Supplied passage —
::::::::::

Researcher develops new method for use in historical control trial designs
The continual search for new treatments is a vital part of modern health care, and finding new drugs to treat conditions like cancer and heart diseases is a lengthy and often expensive process. A new method of determining the number of participants needed for historical control trials has been developed by a Texas A&M University School of Public Health professor.
Randomized control trials, where some patients receive the new medication and others get a placebo, have long been the gold standard. In recent years the historical control trial has gained popularity in studies of personalized treatments that target specific disease subtypes or patient populations because of the limited number of qualified participants in such clinical trials. Historical control trials compare an experimental treatment with a control treatment that has already been completed. This method can serve as an effective alternative to randomized control trials; however, correctly determining how many subjects a trial needs remains challenging.
Gang Han, PhD, associate professor in the Department of Epidemiology and Biostatistics at the Texas A&M School of Public Health, recently published a paper exploring methods for determining the number of subjects needed for a trial, and introduced a new method that could be more effective and accurate than existing techniques, especially when sample sizes are small.

::::::::::

Source data —
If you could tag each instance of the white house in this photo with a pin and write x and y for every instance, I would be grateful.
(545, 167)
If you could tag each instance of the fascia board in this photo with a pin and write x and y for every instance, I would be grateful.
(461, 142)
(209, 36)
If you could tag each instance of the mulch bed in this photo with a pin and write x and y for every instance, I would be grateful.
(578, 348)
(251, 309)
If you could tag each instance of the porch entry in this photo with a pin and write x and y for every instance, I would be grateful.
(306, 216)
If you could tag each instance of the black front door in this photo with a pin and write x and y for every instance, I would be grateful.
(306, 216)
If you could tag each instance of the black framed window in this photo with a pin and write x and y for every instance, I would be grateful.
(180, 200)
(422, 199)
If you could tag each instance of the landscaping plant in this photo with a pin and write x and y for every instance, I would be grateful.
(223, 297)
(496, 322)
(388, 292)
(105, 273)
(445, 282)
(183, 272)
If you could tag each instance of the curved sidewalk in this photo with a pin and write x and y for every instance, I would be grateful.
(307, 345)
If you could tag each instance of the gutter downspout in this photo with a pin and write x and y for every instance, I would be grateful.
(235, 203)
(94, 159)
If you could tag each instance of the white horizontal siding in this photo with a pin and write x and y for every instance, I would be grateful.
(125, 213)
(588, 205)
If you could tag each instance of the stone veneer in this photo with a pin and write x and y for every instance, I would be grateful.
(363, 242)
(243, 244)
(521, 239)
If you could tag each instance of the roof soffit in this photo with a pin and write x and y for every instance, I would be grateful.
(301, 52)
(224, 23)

::::::::::

What to do —
a: In the article on historical control trial designs, what do historical control trials compare?
b: From the article on historical control trial designs, list every detail it gives about Gang Han's degree, title, and place of work.
c: Resume the article on the new sample-size method for historical control trials, starting after its last sentence.

Answers for the tasks —
a: An experimental treatment with a control treatment that has already been completed.

b:
- PhD
- Associate professor
- Department of Epidemiology and Biostatistics
- Texas A&M School of Public Health

c:
Published in the journal Pharmaceutical Statistics, the new method is described and compared against a popular existing method using both real examples of historical control trials and simulations. The intent of Han’s work was to determine whether existing methods are sufficiently accurate and if the new technique can lead to more appropriate sample sizes. The outcomes of interest were overall patient survival, survival without further progression of the disease and survival without a disease recurring. Han tested his newly designed power analysis method against a commonly used technique that approximates how many subjects are needed for a trial to accurately determine whether a treatment may be effective.
To accomplish this, Han compared the two methods using two real clinical trials as well as computer simulations. The first trial compared a new chemotherapy drug against existing treatments for a specific type of lung cancer. For the second test, Han used a trial on the effectiveness of a chemotherapy drug on its own or with another drug in treating a subtype of breast cancer. He found that the conventional power analysis design came up with a sample size different from the new method. These required sample size differences indicate that the conventional power analysis method could lead to studies not having enough subjects to accurately determine effectiveness. In the computer simulations, Han focused on comparing statistical power and sample size between the two methods as well as error probabilities in which an ineffective medication is incorrectly considered to possibly have an effect. Han ran simulations thousands of times and found that the original test had slightly higher error probabilities, and was more likely to result in insufficient sample sizes.
These findings indicate that the new method is more appropriate for use in historical control trials. This study’s results point to a way to improve the effectiveness of historical control trials, which can facilitate future studies involving complicated outcomes and confounding factors. The proposed method will likely become more common as personalized medicine studies grow in popularity.